Oft ist die aktion dann aber doch etwas anders als vorher - also vielleicht dochmal was neues gönnen finde ich


----------



## Brassenwürger (7. September 2009)

*AW: Steckrute gebrochen*



HD4ever schrieb:


> evtl. die Rute halt 20cm kürzer zu fischen mit nem neu aufgesetzten Spitzenring.


 
Ich habe das so verstanden, dass die Rute 20cm oberhalb der Steckverbindung gebrochen ist, nicht 20cm unter dem Spitzenring. Schön wäre mal ein Foto vom Bruch, dann könnte man sich das mal genauer ansehen, manche Sachen lassen sich doch noch recht gut flicken...


----------



## HD4ever (8. September 2009)

*AW: Steckrute gebrochen*

ja stimmt .... hatte ich wohl Tomaten auf den Augen ... #h
inzwischen hab ich ja auch gelesen das man die reparieren kann - kommt auf die Rute drauf an, ich glaube ich würde mir nicht die Mühe machen und was neues kaufene - wenn die dann auch wieder 12 Jahre hält ist doch alles bestens .....


----------



## canis777 (10. März 2010)

* **Die Aufgabe**: Gib aus dem Text über die gebrochene Steckrute den Abschnitt wortgetreu wieder, beginnend bei „## HD4ever (8.“ und endend bei „alles bestens .....“. Die Liste braucht man hierfür nicht.

* **Bereitgestellte Angaben**:
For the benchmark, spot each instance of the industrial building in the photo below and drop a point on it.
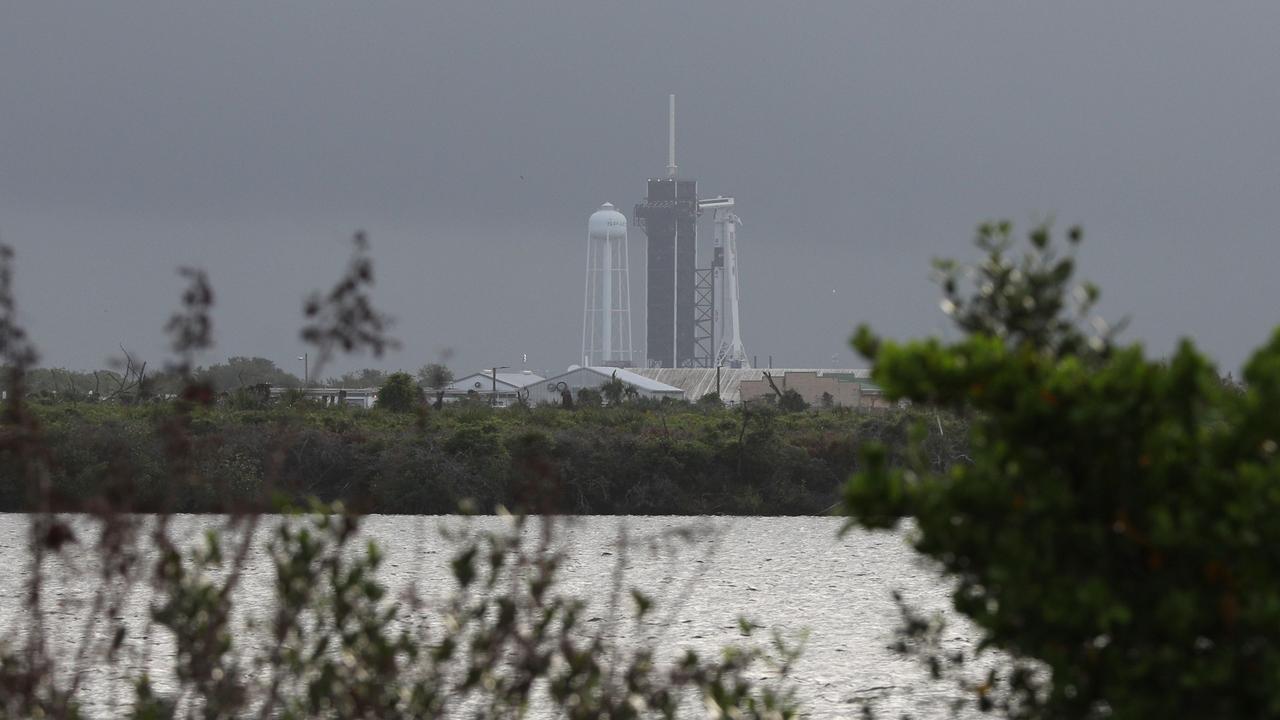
(490, 386)
(848, 388)
(552, 390)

* **Lösung der Aufgabe**:
## HD4ever (8. September 2009)

*AW: Steckrute gebrochen*

ja stimmt .... hatte ich wohl Tomaten auf den Augen ... #h
inzwischen hab ich ja auch gelesen das man die reparieren kann - kommt auf die Rute drauf an, ich glaube ich würde mir nicht die Mühe machen und was neues kaufene - wenn die dann auch wieder 12 Jahre hält ist doch alles bestens .....